======== INFORMATION SUPPLIED
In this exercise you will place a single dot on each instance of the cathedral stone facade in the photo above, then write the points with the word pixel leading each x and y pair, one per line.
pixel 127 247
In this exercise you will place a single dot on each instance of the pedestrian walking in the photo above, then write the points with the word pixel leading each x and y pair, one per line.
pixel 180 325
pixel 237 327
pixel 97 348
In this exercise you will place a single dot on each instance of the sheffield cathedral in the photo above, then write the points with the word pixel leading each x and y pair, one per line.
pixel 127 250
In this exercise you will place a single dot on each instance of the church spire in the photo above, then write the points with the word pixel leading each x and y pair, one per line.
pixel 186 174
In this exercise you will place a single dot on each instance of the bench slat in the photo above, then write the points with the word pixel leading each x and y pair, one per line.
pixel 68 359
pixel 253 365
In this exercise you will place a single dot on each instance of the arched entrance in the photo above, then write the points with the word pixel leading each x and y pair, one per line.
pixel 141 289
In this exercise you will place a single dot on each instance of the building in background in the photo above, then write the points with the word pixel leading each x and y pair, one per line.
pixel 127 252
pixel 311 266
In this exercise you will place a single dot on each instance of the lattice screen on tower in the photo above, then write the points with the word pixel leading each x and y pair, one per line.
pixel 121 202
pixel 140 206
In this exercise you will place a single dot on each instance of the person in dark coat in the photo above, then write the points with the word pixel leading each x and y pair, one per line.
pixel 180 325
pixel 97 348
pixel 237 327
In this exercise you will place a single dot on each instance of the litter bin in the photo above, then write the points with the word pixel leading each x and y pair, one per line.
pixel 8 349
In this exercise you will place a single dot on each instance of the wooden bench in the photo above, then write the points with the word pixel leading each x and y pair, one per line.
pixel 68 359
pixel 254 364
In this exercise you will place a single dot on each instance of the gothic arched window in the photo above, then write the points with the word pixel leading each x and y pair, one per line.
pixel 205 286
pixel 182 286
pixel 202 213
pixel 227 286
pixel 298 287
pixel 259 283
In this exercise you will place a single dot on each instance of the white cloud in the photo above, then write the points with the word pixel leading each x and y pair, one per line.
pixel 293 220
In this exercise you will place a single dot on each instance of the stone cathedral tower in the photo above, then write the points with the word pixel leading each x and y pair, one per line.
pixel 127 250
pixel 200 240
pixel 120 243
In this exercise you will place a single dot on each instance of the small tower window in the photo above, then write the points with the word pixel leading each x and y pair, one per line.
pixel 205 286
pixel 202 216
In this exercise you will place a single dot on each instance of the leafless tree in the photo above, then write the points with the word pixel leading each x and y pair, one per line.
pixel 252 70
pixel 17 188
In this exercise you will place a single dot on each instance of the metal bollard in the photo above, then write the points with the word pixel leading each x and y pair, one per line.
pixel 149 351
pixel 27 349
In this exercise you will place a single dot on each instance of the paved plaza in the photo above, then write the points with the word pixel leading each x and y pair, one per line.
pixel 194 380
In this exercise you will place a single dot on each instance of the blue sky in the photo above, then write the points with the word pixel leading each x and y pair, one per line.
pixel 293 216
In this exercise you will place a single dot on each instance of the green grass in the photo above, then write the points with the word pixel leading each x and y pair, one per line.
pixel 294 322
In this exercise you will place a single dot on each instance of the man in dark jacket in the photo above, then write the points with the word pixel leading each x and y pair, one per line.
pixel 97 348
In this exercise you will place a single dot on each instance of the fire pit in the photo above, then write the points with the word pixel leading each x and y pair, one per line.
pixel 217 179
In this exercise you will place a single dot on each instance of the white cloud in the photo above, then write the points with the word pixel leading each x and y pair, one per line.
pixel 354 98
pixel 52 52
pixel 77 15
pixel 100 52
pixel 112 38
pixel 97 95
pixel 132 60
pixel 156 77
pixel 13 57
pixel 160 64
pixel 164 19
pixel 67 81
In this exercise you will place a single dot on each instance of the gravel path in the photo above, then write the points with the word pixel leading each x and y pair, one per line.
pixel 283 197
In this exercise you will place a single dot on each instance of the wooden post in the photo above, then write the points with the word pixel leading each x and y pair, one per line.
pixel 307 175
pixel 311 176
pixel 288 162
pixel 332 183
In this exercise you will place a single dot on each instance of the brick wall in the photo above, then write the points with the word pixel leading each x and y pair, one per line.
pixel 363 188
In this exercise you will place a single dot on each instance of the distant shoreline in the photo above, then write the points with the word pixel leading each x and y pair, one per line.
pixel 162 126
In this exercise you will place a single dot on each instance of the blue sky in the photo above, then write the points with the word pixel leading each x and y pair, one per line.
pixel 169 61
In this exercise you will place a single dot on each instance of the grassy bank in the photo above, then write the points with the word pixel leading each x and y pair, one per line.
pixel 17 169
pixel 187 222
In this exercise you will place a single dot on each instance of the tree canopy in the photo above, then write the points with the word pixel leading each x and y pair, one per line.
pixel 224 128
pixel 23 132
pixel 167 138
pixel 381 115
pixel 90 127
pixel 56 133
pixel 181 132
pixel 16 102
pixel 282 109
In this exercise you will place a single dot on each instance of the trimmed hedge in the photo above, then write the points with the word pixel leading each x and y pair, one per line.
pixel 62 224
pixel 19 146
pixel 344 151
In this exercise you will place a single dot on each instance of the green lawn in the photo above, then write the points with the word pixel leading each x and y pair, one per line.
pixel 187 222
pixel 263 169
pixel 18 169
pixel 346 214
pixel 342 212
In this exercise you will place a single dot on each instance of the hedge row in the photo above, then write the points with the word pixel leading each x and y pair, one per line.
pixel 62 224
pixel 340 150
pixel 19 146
================
All of the entries must be quoted exactly; please include each one.

In this exercise you will place a single dot on each instance of the cathedral stone facade in the photo above, then write the points with the word pixel leading each x and y pair, one per line.
pixel 127 247
In this exercise you will place a single dot on each instance of the pedestrian walking in the photo above, then write the points with the word pixel leading each x and y pair, one per line.
pixel 180 325
pixel 237 327
pixel 97 348
In this exercise you will place a single dot on each instance of the sheffield cathedral in the photo above, then write the points with the word pixel leading each x and y pair, one per line.
pixel 127 250
In this exercise you will place a single dot on each instance of the church spire in the photo above, then write the points with the word pixel leading each x and y pair, one per line.
pixel 186 174
In this exercise you will place a single dot on each instance of the bench slat in the photo above, then write the points with the word pixel leading each x and y pair, one per line.
pixel 68 359
pixel 253 365
In this exercise you will place a single dot on each instance of the arched entrance in the photo above, then write the points with the word pixel leading each x and y pair, one per line.
pixel 141 289
In this exercise you will place a single dot on each instance of the building in background in the photo above, then write the points with the word pixel leading each x and y pair, one per line.
pixel 127 252
pixel 311 266
In this exercise you will place a single dot on each instance of the lattice screen on tower in the photo above, then write the points with the word pixel leading each x and y pair, one per line.
pixel 121 202
pixel 140 206
In this exercise you will place a single dot on each instance of the person in dark coat in the photo above, then write the points with the word pixel leading each x and y pair, one per line.
pixel 180 325
pixel 97 348
pixel 237 327
In this exercise you will place a single dot on each instance of the litter bin in the photo above, then write the points with the word pixel leading each x and y pair, one per line.
pixel 8 349
In this exercise you will place a single dot on each instance of the wooden bench in the photo above, then write the points with the word pixel leading each x and y pair, one per line.
pixel 68 359
pixel 254 364
In this exercise you will place a single dot on each instance of the gothic arched window in the photo above, then write the points with the word pixel leading each x and y pair, one per line.
pixel 205 286
pixel 182 286
pixel 202 213
pixel 227 286
pixel 298 287
pixel 259 283
In this exercise you will place a single dot on each instance of the white cloud in the photo above, then write the points with the word pixel leading each x and y pair, one per line.
pixel 293 220
In this exercise you will place a single dot on each instance of the stone cathedral tower in the photo above, then write the points with the word pixel leading each x and y pair, one per line.
pixel 127 250
pixel 200 240
pixel 120 243
In this exercise you will place a single dot on each instance of the small tower window in the photo above, then write the points with the word pixel leading each x and y pair, one per line.
pixel 205 286
pixel 202 216
In this exercise you will place a single dot on each instance of the leafless tree in the photo above, then write the points with the word pixel leading each x and y pair, one per line.
pixel 252 70
pixel 17 188
In this exercise you will place a single dot on each instance of the metal bollard in the photo above, then write the points with the word pixel leading each x and y pair, one per line.
pixel 149 351
pixel 27 349
In this exercise you will place a single dot on each instance of the paved plaza in the photo above, then write the points with the word pixel leading each x and y pair, one per line.
pixel 194 380
In this exercise you will place a single dot on each instance of the blue sky in the photo above, then write the points with the word pixel leading each x and y pair, one per line.
pixel 293 216
In this exercise you will place a single dot on each instance of the green grass in the photo above, then write the points with the word pixel leading each x and y pair, one per line.
pixel 294 322
In this exercise you will place a single dot on each instance of the man in dark jacket in the photo above, then write the points with the word pixel leading each x and y pair, one per line.
pixel 97 348
In this exercise you will place a single dot on each instance of the fire pit in the photo above, then write the points with the word pixel leading each x and y pair, one per line.
pixel 217 179
In this exercise you will place a single dot on each instance of the white cloud in the photo above, then write the points with the word pixel leading each x and y pair, one per line.
pixel 354 98
pixel 52 52
pixel 77 15
pixel 100 52
pixel 112 38
pixel 97 95
pixel 132 60
pixel 156 77
pixel 13 57
pixel 160 64
pixel 164 19
pixel 67 81
In this exercise you will place a single dot on each instance of the gravel path in the photo above, then write the points with the word pixel leading each x and y pair, one per line.
pixel 283 197
In this exercise you will place a single dot on each instance of the wooden post in the photo above, then write the points with the word pixel leading each x and y pair, one per line.
pixel 307 175
pixel 311 176
pixel 288 162
pixel 332 183
In this exercise you will place a single dot on each instance of the brick wall in the photo above, then write the points with the word pixel leading each x and y pair, one per line.
pixel 363 188
In this exercise you will place a single dot on each instance of the distant shoreline in the photo above, then write the points with the word pixel leading each x and y pair, one per line.
pixel 162 126
In this exercise you will place a single dot on each instance of the blue sky in the photo above, then write the points with the word pixel leading each x and y pair, one per line.
pixel 169 61
In this exercise you will place a single dot on each instance of the grassy bank in the photo above, then write the points with the word pixel leading each x and y pair, one per line.
pixel 17 169
pixel 187 222
In this exercise you will place a single dot on each instance of the tree canopy in the photo above, then write the points with the word pixel leading each x and y pair, one per line.
pixel 224 128
pixel 23 132
pixel 167 138
pixel 381 115
pixel 90 127
pixel 56 133
pixel 181 132
pixel 16 102
pixel 282 109
In this exercise you will place a single dot on each instance of the trimmed hedge in the photo above, then write the points with the word pixel leading each x and y pair, one per line.
pixel 62 224
pixel 19 146
pixel 344 151
In this exercise you will place a single dot on each instance of the green lawn in the photo above, then write the points with the word pixel leading each x and y pair, one per line.
pixel 187 222
pixel 263 169
pixel 18 169
pixel 346 214
pixel 342 212
In this exercise you will place a single dot on each instance of the hedge row in the photo above, then write the points with the word pixel leading each x and y pair, one per line.
pixel 62 224
pixel 340 150
pixel 19 146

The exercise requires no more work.